■ Activity
Copy out, word for word, everything from the start of the entries below down to the line containing "negative clicks: (502, 546)", including that line.
↓
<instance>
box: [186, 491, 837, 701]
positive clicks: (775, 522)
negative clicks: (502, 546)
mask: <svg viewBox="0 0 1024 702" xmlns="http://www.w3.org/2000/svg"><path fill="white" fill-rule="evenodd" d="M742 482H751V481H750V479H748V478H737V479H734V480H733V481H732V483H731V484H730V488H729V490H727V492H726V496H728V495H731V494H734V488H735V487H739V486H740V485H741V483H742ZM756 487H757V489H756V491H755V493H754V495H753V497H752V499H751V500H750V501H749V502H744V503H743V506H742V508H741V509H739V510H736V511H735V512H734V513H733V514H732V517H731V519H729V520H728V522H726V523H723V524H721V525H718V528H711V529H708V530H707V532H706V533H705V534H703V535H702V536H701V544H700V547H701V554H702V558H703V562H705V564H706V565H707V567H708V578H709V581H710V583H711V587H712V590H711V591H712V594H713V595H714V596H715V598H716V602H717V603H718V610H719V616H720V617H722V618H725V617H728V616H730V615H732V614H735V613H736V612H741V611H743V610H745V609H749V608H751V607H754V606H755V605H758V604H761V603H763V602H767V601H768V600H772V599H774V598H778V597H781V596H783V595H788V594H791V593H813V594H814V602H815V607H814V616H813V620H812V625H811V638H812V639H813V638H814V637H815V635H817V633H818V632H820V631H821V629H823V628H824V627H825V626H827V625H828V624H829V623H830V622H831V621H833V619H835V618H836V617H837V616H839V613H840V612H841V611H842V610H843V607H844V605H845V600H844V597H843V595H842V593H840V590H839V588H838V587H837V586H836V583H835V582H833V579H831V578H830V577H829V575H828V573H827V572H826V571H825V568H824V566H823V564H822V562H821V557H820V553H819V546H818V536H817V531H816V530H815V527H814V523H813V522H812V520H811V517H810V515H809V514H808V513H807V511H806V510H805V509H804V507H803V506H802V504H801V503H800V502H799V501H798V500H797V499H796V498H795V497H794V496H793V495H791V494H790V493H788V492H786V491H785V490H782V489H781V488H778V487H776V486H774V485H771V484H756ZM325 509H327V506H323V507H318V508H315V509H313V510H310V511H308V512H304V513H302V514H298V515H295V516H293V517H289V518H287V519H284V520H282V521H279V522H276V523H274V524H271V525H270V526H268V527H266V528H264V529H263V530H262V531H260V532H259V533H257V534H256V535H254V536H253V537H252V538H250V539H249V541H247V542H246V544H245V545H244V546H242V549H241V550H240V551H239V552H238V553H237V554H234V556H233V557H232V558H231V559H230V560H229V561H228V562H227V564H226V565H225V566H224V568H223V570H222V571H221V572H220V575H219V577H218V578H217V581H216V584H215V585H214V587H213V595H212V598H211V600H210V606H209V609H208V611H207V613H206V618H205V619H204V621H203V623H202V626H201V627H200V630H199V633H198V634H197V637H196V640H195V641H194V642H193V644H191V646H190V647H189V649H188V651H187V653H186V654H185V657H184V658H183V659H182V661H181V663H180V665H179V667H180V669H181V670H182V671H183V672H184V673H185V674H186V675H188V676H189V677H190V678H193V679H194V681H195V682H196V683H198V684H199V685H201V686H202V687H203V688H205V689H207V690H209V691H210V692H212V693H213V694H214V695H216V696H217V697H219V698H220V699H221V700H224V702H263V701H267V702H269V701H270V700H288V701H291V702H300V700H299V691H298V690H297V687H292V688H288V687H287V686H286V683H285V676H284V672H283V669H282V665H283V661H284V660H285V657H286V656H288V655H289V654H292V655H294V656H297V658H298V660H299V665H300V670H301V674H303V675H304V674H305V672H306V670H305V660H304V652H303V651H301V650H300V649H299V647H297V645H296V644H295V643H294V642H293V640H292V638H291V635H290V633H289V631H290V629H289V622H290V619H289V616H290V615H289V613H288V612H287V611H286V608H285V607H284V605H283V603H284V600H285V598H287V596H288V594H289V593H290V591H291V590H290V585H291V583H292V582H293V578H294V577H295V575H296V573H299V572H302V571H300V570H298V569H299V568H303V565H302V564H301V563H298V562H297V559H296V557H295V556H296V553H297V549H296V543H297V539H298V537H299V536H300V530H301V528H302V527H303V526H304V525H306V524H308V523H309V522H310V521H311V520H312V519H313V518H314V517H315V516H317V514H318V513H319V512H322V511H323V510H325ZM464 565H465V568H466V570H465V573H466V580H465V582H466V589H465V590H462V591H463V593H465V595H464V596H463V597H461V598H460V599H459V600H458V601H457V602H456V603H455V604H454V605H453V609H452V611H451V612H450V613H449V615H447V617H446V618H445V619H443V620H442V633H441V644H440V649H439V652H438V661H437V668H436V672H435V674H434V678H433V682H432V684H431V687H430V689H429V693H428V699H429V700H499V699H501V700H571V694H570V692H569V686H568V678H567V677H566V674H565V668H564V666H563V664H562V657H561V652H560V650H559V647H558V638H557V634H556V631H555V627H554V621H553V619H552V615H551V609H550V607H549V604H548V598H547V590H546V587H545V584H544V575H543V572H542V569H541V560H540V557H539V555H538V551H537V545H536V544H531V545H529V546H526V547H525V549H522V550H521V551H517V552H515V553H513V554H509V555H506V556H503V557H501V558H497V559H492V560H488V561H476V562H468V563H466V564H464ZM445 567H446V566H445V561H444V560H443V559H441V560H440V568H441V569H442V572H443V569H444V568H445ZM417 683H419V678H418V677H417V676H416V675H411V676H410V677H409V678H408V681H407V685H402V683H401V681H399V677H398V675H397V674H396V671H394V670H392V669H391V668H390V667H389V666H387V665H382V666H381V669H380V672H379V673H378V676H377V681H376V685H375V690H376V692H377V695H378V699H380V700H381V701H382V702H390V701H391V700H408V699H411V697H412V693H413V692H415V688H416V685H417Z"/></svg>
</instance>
↑
■ Answer for the task
<instance>
box: [186, 491, 837, 701]
positive clicks: (775, 522)
negative clicks: (502, 546)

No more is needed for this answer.